Object position labeling entries:
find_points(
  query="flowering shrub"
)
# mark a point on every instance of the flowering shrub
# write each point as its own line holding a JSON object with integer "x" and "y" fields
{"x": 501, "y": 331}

Aim: Reproduce the material exactly, with every line intact.

Reply:
find_points(
  query="flowering shrub"
)
# mark a point on every instance of the flowering shrub
# write each point as its own line holding a JSON object with integer "x" and "y" fields
{"x": 501, "y": 331}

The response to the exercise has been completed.